# PROBLEM REQUIREMENTS
Reproduce the listing below word for word, from the first line to the last, leaving out the pictures.

# RECORDS SHOWN
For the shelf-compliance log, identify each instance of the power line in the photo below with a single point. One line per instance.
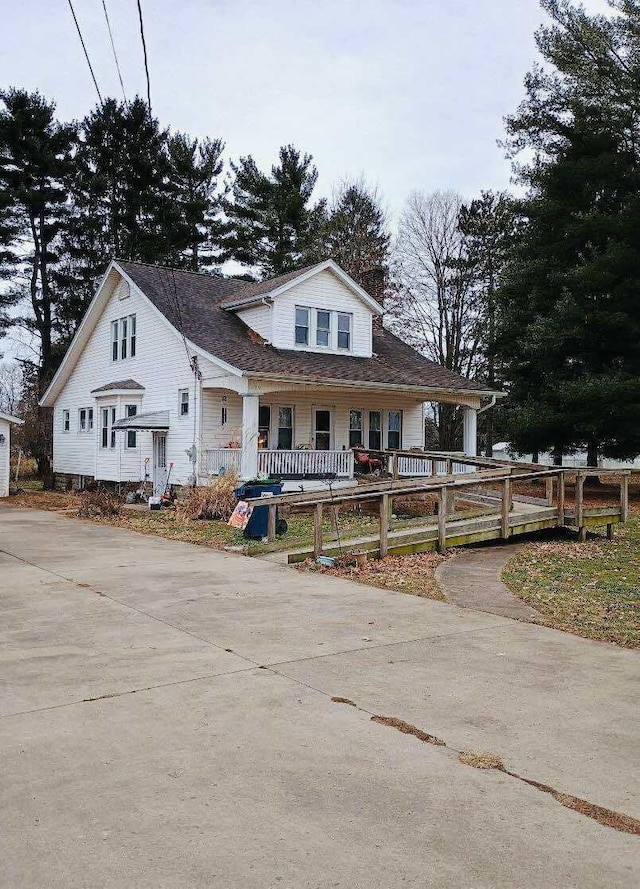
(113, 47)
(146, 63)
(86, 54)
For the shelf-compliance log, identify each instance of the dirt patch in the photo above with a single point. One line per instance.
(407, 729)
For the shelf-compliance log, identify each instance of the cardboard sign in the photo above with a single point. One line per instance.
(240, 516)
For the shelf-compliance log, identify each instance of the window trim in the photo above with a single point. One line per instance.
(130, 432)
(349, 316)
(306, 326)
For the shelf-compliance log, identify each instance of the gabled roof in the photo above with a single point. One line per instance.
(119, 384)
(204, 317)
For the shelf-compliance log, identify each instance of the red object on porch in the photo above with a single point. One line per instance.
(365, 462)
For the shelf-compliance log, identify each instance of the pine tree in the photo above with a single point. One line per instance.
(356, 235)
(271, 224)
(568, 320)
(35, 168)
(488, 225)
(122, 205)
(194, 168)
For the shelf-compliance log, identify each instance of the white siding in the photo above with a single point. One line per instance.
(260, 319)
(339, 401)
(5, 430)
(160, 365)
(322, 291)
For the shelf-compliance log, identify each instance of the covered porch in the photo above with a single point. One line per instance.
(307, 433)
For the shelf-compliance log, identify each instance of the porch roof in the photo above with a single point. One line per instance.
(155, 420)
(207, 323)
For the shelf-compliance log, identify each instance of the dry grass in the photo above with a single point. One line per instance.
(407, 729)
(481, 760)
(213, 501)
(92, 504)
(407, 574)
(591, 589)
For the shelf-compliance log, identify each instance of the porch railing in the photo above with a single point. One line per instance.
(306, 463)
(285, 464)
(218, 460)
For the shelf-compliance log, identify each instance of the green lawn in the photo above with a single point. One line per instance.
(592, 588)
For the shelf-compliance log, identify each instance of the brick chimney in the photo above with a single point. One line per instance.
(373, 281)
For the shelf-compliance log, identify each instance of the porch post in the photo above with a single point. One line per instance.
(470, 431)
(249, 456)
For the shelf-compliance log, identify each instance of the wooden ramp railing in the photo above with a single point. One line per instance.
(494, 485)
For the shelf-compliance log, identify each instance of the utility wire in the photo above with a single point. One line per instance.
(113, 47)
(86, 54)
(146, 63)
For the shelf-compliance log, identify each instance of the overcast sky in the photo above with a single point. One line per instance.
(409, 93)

# WRITTEN SOLUTION
For the shelf-compliance log, identify each instance of the power line in the photo below with a single point. One line per instance.
(113, 47)
(146, 63)
(86, 54)
For the shelf-compliance log, identify each instance of the dirt patch in the photo above with a single point. One line per instance.
(407, 729)
For the shelf-compliance log, identify each instance of the cardboard sign in the photo above with a single point. One line per instance.
(240, 516)
For the shelf-compliance log, identify each instance of the window trim in the photo above with a single point. One line per instance.
(130, 432)
(349, 316)
(306, 326)
For the shelf-compliance log, identify each instance of the gabled roof in the photo above with a single point. One line per instance.
(119, 384)
(204, 317)
For the shelf-compliance log, identify each instance of the red object on porch in the photo above with a single point. One line per instance.
(365, 462)
For the shelf-compliance log, identify each instance of the pine tree in the photo above with a single point. One line per instance.
(356, 235)
(271, 224)
(568, 320)
(35, 168)
(488, 225)
(122, 205)
(194, 168)
For the shelf-compliance log, identify each instance of the white siding in the photo above with a single point. One line per instance.
(260, 319)
(339, 401)
(5, 430)
(160, 365)
(322, 291)
For the shelf-compliance log, identify each instance of the covered porch in the photo above with a single point. One line per instance.
(307, 433)
For the shelf-compliance log, identify each instance of the porch roof in the photo above with a single point. One line per instance.
(155, 420)
(207, 323)
For the shelf-compliance log, identify each instance of the dry grass in the photo above with a single point. One line per instance.
(407, 729)
(481, 760)
(213, 501)
(92, 504)
(407, 574)
(591, 589)
For the shelf-compliance log, identify each instance of the porch railing in the photo above with a single point. One line per instance.
(306, 463)
(285, 464)
(218, 460)
For the shelf-compliance log, identify each instance of the green lawn in the photo above with a single point. One line per instance.
(592, 588)
For the shelf-compliance log, identify each instance of the brick chimney in the photo above with a single point. One line per instance.
(373, 281)
For the shelf-compliance log, identify each instance of the porch post in the photo above with a single point. One line per instance.
(470, 431)
(249, 456)
For the shelf-compliance log, identify each instance of the wooden ramp railing in the photo above with a single point. One line per instance.
(494, 485)
For the shelf-compliance log, identify each instance of the utility wire in the photo above with a single point. One line per instance.
(113, 47)
(86, 54)
(146, 63)
For the shelf-compliance log, identify each instance of the overcast sky in the photo above with a single point. One line per instance.
(409, 93)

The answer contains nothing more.